Set of tasks:
1) Decide whether each statement below agrees with the post on Molimerx, answering yes or no and quoting the deciding words of the post. (a) Molimerx has a record at Companies House. (b) The Molimerx advert in Personal Computer World appeared on page 158 of the August 1980 issue. (c) The Amstrad and Commodore 64 versions of Interdictor Pilot were published by Molimerx.
2) Reproduce the post on Molimerx word for word, taking everything from "Sunday, May 28, 2023" down to "houses didn't exist.".
3) Pick up the post on Molimerx after its final sentence and keep writing.

Page:

Sunday, May 28, 2023

Molimerx

1 Buckhurst Road, Town Hall Square, Bexhill

Molymerx advert Shuttle C&VG issue 1 page 8
I was browsing the first issue of COMPUTER & VIDEOGAMES when I bumped into an advert for a company called Molimerx. I'd never heard of them. I would love to claim my spider-sense tingled and I realised this was something worth writing up, but I didn't. I just moved on to the next page. A few months later I was trying to dig up some information on Program Power and there on page 158 of the August 1980 issue of PERSONAL COMPUTER WORLD was another advert in the same style. A full page advert with eye-catching black and white art, and the slogan "INNOVATIVE TRS-80 SOFTWARE FROM THE PROFESSIONALS." This was odd. Molimerx were old. They were a big professional software house at a time when, my understand was, big professional software houses didn't exist. 

There's not a huge amount of information about Molimerx online. @ZXadventurer on Twitter has put together a comprehensive page at Molimerx's Mysterious Adventures. They found several sources which I wouldn't otherwise have located and their page should be the first port of call for anyone interested in information about Molimerx and Brian Howarth; who wrote ten text adventures for Molimerx and went on to found his own company, Digital Fantasia, and also write games for Adventure International (UK). 

Molimerx is remarkably resistant to internet searches which is odd considering their distinctive name. There's no record at Companies House. Molimerx adverts listed the company as A J Harding (Molimerx) which made me wonder if the company was registered under A J Harding's name but again, I can't track anything down. Several websites conflate Molimerx games with later ones by other companies. Brian Howarth released conversions of his Molimerx adventures under the Digital Fantasia name, and these conversions are often flagged as Molimerx titles (they are not, unless anyone know differently?). There's also a 1983 Molimerx game called Interdictor Pilot, by Laurence Marshall who also wrote the later Amstrad and Commodore 64 versions. The Amstrad and C64 titles are again often flagged as Molimerx games but were published by Supersoft. Now, Supersoft turn out to be a company with almost as long a history as Molimerx but that's a story for another time. I mention all this just to whine, a bit.

Going back and looking through that first issue of C&VG more attentively it becomes clear why the Molimerx advert stands out. Most of the adverts are for hardware, rather than software, and the few software company adverts tend to look like this.

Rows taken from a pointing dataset

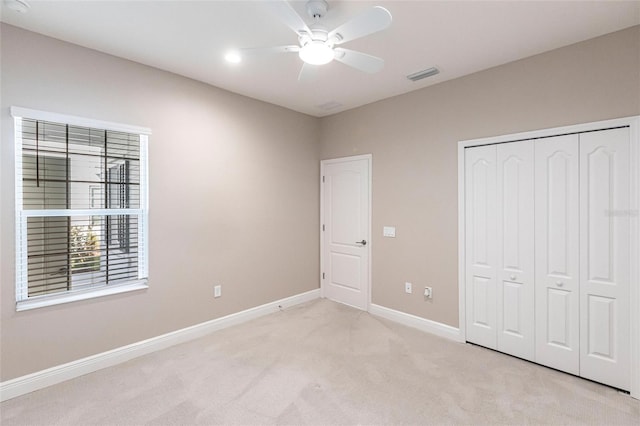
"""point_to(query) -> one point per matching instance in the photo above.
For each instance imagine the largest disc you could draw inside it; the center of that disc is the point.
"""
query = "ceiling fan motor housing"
(317, 8)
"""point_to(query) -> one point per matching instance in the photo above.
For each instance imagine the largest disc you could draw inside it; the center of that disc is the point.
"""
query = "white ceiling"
(190, 38)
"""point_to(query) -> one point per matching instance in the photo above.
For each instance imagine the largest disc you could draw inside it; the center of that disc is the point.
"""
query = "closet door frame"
(634, 129)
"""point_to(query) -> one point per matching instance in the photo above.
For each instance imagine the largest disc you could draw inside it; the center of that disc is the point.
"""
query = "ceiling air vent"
(328, 106)
(423, 74)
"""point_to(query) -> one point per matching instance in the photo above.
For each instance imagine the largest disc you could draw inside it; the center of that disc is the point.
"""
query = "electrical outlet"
(428, 292)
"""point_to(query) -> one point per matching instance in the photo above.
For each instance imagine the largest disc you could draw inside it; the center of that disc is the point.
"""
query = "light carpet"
(322, 363)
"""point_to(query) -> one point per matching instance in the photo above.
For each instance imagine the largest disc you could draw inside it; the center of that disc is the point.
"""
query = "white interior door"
(346, 227)
(515, 258)
(605, 353)
(557, 248)
(480, 224)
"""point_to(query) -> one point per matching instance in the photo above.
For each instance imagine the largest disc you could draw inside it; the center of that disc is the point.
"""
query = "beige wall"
(251, 169)
(233, 200)
(413, 139)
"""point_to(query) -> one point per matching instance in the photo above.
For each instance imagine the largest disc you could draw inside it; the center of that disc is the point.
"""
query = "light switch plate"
(389, 231)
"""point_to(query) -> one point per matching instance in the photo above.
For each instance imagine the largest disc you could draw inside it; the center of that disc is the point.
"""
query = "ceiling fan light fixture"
(316, 53)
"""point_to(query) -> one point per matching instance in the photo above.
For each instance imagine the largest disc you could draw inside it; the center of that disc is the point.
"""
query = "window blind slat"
(81, 194)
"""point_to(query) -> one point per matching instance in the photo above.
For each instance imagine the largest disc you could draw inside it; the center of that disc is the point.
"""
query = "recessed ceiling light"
(20, 6)
(233, 56)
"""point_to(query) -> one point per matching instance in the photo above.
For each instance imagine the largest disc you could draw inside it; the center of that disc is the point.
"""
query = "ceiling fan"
(318, 46)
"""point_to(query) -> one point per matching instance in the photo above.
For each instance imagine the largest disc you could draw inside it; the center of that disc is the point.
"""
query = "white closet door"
(515, 257)
(556, 253)
(604, 257)
(480, 217)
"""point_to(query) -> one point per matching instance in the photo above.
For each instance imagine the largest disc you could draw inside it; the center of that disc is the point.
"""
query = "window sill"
(43, 301)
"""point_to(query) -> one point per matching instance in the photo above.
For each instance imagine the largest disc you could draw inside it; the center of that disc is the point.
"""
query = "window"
(81, 208)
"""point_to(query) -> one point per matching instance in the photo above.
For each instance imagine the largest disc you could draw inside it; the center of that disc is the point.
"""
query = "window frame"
(23, 301)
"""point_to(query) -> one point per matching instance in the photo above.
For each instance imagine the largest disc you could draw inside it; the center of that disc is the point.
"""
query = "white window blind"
(81, 207)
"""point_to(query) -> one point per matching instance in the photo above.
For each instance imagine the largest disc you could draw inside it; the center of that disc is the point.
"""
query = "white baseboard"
(51, 376)
(422, 324)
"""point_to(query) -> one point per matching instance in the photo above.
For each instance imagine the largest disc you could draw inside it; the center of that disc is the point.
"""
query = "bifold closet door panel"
(557, 230)
(480, 250)
(604, 257)
(515, 249)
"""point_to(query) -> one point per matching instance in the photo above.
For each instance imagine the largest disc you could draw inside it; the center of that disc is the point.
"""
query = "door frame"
(633, 123)
(323, 164)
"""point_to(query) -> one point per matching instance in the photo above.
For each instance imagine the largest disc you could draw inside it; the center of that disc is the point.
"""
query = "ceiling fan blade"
(287, 14)
(256, 51)
(358, 60)
(371, 21)
(308, 72)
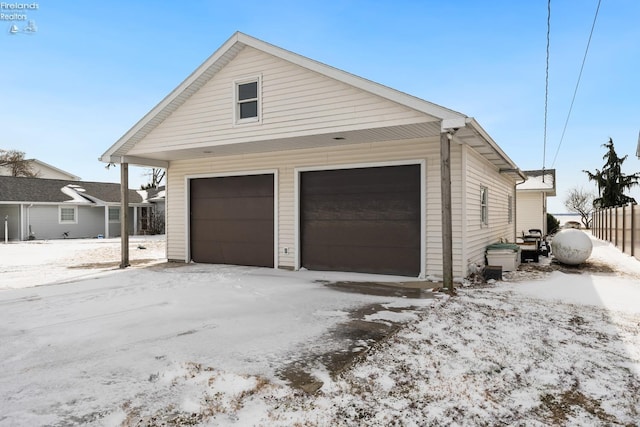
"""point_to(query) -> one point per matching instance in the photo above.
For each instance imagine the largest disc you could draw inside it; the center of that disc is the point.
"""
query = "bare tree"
(15, 163)
(580, 201)
(156, 175)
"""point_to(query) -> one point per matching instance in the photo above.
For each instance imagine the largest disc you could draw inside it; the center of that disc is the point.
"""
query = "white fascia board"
(134, 160)
(73, 177)
(453, 123)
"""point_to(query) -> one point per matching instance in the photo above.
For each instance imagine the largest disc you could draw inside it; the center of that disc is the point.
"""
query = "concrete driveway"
(72, 352)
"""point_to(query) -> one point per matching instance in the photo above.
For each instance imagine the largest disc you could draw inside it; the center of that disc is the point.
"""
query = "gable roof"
(474, 135)
(539, 181)
(42, 190)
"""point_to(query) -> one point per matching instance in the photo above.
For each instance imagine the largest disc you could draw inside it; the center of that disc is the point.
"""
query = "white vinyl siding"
(530, 211)
(294, 102)
(479, 172)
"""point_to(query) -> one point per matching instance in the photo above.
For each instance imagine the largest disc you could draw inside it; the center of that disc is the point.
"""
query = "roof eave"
(513, 168)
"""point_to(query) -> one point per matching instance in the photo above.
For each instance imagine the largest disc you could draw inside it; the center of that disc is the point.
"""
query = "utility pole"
(445, 189)
(448, 128)
(124, 214)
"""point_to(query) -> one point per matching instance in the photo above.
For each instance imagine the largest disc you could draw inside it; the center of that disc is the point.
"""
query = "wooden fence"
(620, 226)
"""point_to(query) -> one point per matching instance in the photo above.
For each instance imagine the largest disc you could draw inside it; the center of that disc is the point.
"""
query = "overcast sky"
(91, 70)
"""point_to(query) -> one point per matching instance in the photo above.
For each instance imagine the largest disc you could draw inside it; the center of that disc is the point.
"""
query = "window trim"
(113, 208)
(66, 221)
(484, 206)
(236, 102)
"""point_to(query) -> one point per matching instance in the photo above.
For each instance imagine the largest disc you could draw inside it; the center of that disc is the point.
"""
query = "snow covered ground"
(203, 344)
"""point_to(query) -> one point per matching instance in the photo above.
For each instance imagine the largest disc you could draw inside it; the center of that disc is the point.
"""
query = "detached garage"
(276, 160)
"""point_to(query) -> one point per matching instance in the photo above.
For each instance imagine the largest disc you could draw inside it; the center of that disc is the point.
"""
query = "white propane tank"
(571, 246)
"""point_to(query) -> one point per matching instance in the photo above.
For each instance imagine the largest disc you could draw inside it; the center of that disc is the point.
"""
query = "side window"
(484, 206)
(68, 215)
(114, 214)
(247, 101)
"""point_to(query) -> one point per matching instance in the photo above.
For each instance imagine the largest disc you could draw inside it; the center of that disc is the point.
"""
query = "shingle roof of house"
(21, 189)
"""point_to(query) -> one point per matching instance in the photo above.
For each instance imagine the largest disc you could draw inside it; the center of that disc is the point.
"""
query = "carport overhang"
(471, 134)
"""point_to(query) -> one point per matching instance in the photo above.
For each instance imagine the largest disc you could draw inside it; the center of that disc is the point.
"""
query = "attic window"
(67, 215)
(247, 100)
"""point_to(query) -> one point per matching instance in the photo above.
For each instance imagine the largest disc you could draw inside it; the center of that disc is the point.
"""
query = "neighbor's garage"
(232, 220)
(363, 220)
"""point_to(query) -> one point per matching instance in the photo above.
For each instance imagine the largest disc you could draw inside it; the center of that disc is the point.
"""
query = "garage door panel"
(238, 208)
(364, 260)
(398, 234)
(240, 231)
(232, 187)
(232, 220)
(232, 253)
(397, 205)
(364, 219)
(363, 180)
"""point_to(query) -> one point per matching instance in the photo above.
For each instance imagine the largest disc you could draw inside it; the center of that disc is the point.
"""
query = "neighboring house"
(277, 160)
(531, 200)
(44, 170)
(37, 208)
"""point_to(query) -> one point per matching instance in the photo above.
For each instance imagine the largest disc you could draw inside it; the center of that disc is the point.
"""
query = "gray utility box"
(506, 255)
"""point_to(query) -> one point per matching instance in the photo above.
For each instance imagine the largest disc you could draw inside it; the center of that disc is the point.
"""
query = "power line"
(577, 84)
(546, 88)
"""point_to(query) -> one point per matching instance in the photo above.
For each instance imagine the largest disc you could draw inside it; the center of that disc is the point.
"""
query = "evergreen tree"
(611, 182)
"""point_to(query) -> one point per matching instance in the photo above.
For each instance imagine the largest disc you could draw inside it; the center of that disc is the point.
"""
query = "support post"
(124, 215)
(445, 195)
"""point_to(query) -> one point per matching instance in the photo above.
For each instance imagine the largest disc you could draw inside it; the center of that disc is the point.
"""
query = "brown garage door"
(232, 220)
(363, 220)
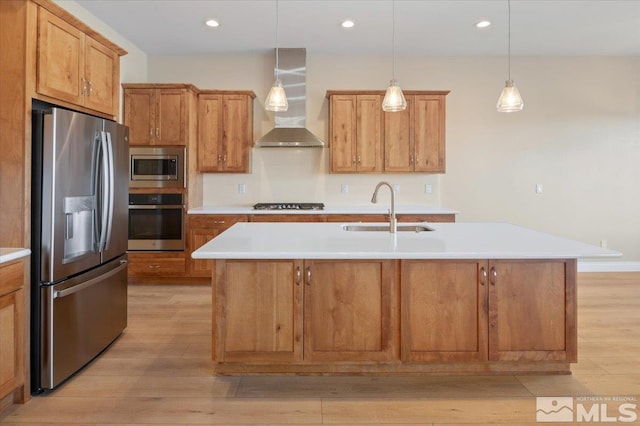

Task results:
1)
(a) No: "There's no record at Companies House."
(b) Yes: "there on page 158 of the August 1980 issue of PERSONAL COMPUTER WORLD was another advert in the same style."
(c) No: "The Amstrad and C64 titles are again often flagged as Molimerx games but were published by Supersoft."

2)
Sunday, May 28, 2023

Molimerx

1 Buckhurst Road, Town Hall Square, Bexhill

Molymerx advert Shuttle C&VG issue 1 page 8
I was browsing the first issue of COMPUTER & VIDEOGAMES when I bumped into an advert for a company called Molimerx. I'd never heard of them. I would love to claim my spider-sense tingled and I realised this was something worth writing up, but I didn't. I just moved on to the next page. A few months later I was trying to dig up some information on Program Power and there on page 158 of the August 1980 issue of PERSONAL COMPUTER WORLD was another advert in the same style. A full page advert with eye-catching black and white art, and the slogan "INNOVATIVE TRS-80 SOFTWARE FROM THE PROFESSIONALS." This was odd. Molimerx were old. They were a big professional software house at a time when, my understand was, big professional software houses didn't exist.

3)
Bug-Byte advert from C&VG
C&VG November 1981
Page 7

Bug-Byte were a year old at this point and had just, more or less, made the leap from profitable hobby to full time business and set up in offices in Liverpool. Their advert is typical of most software houses at the time, a small and cluttered half-page advert which tries to get value for money by cramming in as many programmes for sale as possible. It looks more like a Classified Ads page.
Molimerix advert for Mysterious Adventure No 1, C&VG November 1981
C&VG November 1981
Page 6

In contrast, the double-page Molimerx advert is clean and easy on the eye; although the wall of text at the bottom does distract somewhat. It's primitive but it has much more in common with the glossy game adverts that will start to appear after 1983 and the rise of Imagine. There are a couple of reasons why my gaze slid off this advert when I first saw it. Partly because everything I know about the TRS-80 can be written, well, here in the section at the bottom of that page, about The Computers that Saved Metropolis. A weird advertorial comic about two plucky kids and their TRS-80 who help Superman defeat three plots by a bloke called Major Disaster (that's original).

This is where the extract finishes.